AIM: Copy every record below verbatim, leaving out the pictures.

[start]

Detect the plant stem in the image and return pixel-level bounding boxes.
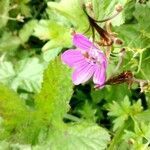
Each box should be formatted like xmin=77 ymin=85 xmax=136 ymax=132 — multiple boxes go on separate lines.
xmin=136 ymin=52 xmax=143 ymax=73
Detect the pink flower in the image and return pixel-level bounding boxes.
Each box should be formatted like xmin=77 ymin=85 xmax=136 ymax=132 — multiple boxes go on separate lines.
xmin=61 ymin=34 xmax=107 ymax=87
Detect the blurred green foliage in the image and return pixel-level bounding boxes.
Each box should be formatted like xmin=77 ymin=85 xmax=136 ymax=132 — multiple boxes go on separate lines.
xmin=0 ymin=0 xmax=150 ymax=150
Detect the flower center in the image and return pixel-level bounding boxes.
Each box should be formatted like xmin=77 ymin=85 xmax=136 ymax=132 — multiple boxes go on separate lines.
xmin=83 ymin=49 xmax=101 ymax=64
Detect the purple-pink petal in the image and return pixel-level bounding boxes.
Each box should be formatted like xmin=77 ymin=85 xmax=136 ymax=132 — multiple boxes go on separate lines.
xmin=61 ymin=49 xmax=84 ymax=67
xmin=73 ymin=34 xmax=96 ymax=51
xmin=93 ymin=64 xmax=106 ymax=86
xmin=72 ymin=62 xmax=95 ymax=85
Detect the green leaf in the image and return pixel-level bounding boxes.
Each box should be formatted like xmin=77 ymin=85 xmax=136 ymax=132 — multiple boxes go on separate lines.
xmin=43 ymin=48 xmax=61 ymax=62
xmin=19 ymin=20 xmax=37 ymax=43
xmin=0 ymin=32 xmax=21 ymax=51
xmin=0 ymin=84 xmax=28 ymax=139
xmin=108 ymin=96 xmax=142 ymax=131
xmin=11 ymin=57 xmax=44 ymax=92
xmin=48 ymin=0 xmax=88 ymax=32
xmin=35 ymin=58 xmax=73 ymax=127
xmin=0 ymin=57 xmax=44 ymax=92
xmin=34 ymin=20 xmax=71 ymax=51
xmin=42 ymin=123 xmax=110 ymax=150
xmin=91 ymin=84 xmax=131 ymax=103
xmin=0 ymin=61 xmax=16 ymax=84
xmin=0 ymin=0 xmax=10 ymax=28
xmin=115 ymin=24 xmax=150 ymax=51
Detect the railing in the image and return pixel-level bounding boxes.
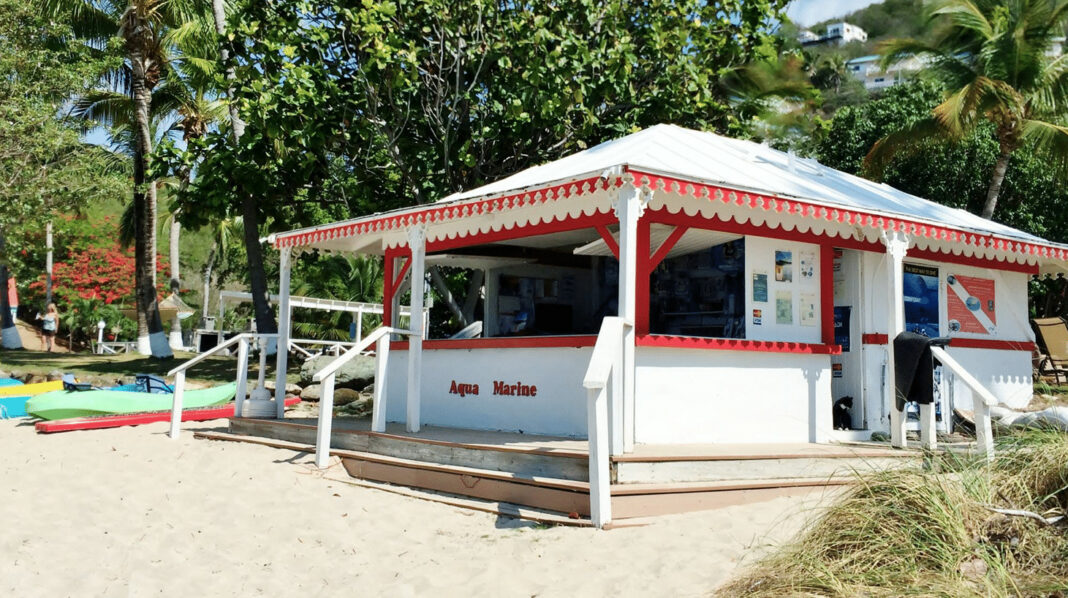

[end]

CORRECT ANSWER:
Detect the plant stem in the image and return pixel-level bounding boxes.
Each box should be formatted like xmin=77 ymin=85 xmax=136 ymax=132 — multiple boxes go on separate lines.
xmin=136 ymin=52 xmax=143 ymax=73
Detect the pink flower in the image and return pixel-level bounding boxes.
Each box should be formatted like xmin=77 ymin=85 xmax=136 ymax=132 — multiple boxes go on separate lines.
xmin=61 ymin=34 xmax=107 ymax=87
Detect the blurred green foliage in the image and return pixel-level bounding boxes.
Each box should be formatted like xmin=77 ymin=85 xmax=136 ymax=132 — multiple boxes go on separate lines.
xmin=0 ymin=0 xmax=150 ymax=150
Detect the flower center in the image and return pixel-level bounding boxes.
Each box should be formatted like xmin=77 ymin=85 xmax=136 ymax=132 — multiple boxes go on separate lines.
xmin=83 ymin=49 xmax=101 ymax=64
Detect the purple-pink petal in the image and return pixel-level bounding boxes.
Each box should be formatted like xmin=77 ymin=85 xmax=136 ymax=132 — multiple boxes go on separate lines.
xmin=61 ymin=49 xmax=84 ymax=67
xmin=73 ymin=34 xmax=96 ymax=51
xmin=93 ymin=64 xmax=106 ymax=86
xmin=72 ymin=62 xmax=95 ymax=85
Detect the green leaf in the image and return pixel-level bounding boxes.
Each box should be formatted like xmin=77 ymin=85 xmax=136 ymax=132 — multiple boxes go on separate lines.
xmin=43 ymin=48 xmax=61 ymax=62
xmin=19 ymin=20 xmax=37 ymax=43
xmin=0 ymin=32 xmax=21 ymax=51
xmin=0 ymin=84 xmax=28 ymax=139
xmin=108 ymin=96 xmax=142 ymax=131
xmin=11 ymin=57 xmax=44 ymax=92
xmin=48 ymin=0 xmax=88 ymax=32
xmin=35 ymin=58 xmax=73 ymax=127
xmin=0 ymin=57 xmax=44 ymax=92
xmin=34 ymin=20 xmax=71 ymax=51
xmin=42 ymin=123 xmax=110 ymax=150
xmin=91 ymin=84 xmax=131 ymax=103
xmin=0 ymin=61 xmax=16 ymax=84
xmin=0 ymin=0 xmax=10 ymax=28
xmin=115 ymin=24 xmax=150 ymax=51
Detect the railing in the image and return pixel-level bounding boxes.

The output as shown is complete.